Source data
-----

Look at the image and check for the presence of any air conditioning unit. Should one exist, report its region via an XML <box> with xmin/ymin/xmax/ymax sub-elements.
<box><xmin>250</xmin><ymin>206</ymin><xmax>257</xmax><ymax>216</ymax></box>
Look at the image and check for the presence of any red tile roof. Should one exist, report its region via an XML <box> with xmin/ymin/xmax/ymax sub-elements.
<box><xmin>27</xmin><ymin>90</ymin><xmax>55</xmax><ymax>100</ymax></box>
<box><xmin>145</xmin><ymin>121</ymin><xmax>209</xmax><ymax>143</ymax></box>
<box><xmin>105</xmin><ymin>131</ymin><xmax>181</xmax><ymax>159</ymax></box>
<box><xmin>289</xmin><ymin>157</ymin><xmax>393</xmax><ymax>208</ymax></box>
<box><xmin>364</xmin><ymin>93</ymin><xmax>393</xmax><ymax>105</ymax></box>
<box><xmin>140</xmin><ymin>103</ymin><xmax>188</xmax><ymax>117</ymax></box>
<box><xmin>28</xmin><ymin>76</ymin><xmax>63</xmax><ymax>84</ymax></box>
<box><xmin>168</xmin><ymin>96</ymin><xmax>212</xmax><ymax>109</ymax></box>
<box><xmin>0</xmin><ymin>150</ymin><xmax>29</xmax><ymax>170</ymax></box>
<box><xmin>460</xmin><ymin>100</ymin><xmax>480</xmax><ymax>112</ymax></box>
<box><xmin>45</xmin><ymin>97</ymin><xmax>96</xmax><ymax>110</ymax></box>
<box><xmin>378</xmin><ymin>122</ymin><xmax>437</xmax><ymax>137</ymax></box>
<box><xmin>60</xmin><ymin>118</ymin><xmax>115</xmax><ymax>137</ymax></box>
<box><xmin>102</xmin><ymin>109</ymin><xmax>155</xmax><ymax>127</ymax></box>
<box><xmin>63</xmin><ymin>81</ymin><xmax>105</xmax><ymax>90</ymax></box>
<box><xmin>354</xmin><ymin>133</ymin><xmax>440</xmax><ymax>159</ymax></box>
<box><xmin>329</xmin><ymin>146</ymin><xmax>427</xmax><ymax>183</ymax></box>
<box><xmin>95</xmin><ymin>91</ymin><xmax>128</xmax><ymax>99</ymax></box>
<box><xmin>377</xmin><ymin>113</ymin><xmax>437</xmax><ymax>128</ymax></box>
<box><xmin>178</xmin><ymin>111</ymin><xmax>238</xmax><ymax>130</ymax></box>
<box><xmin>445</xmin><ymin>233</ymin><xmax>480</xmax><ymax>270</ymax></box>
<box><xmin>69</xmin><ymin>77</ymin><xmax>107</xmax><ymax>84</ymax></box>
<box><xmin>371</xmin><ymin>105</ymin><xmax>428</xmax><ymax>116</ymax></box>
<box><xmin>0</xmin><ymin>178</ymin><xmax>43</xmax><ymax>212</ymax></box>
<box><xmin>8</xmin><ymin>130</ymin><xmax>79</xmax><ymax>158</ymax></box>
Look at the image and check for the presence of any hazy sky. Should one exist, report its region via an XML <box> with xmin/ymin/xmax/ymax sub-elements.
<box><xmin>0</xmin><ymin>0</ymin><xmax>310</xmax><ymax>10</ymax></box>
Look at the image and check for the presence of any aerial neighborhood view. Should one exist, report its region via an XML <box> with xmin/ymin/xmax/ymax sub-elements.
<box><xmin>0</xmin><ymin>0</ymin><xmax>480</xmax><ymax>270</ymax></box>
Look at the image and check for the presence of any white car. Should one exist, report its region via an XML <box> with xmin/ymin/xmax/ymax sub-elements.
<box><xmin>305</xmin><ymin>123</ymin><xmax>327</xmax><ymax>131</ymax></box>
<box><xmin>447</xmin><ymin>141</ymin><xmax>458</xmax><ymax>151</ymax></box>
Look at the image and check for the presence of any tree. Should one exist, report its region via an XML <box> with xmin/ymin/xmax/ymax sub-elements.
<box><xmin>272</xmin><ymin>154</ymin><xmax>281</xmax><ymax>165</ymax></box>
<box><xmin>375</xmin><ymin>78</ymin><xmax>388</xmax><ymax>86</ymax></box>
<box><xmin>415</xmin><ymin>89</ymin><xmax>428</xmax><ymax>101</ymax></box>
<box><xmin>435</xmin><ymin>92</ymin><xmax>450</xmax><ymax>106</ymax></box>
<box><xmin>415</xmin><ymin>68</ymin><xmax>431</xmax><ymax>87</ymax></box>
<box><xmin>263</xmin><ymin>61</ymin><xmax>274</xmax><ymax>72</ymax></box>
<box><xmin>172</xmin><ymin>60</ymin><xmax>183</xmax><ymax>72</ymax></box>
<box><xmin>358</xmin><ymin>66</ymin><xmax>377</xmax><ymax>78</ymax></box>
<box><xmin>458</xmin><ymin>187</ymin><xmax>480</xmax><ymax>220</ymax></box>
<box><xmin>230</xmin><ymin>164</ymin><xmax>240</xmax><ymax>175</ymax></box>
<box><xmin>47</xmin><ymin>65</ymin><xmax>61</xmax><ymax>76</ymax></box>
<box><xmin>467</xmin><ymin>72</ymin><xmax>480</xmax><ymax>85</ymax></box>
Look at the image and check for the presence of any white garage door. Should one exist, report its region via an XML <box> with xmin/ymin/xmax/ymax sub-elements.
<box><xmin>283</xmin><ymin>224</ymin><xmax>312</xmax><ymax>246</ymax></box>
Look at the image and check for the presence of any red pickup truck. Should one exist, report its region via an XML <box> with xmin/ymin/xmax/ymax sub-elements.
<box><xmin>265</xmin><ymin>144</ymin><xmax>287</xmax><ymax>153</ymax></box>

-----

TO BE DONE: Copy out the stretch of the listing above from the line that contains "any red pickup" through the end of the listing, word for word.

THE RESULT:
Look at the image and check for the presence of any red pickup truck. Should one exist, report its region via an XML <box> with xmin/ymin/xmax/ymax sub-elements.
<box><xmin>265</xmin><ymin>144</ymin><xmax>287</xmax><ymax>153</ymax></box>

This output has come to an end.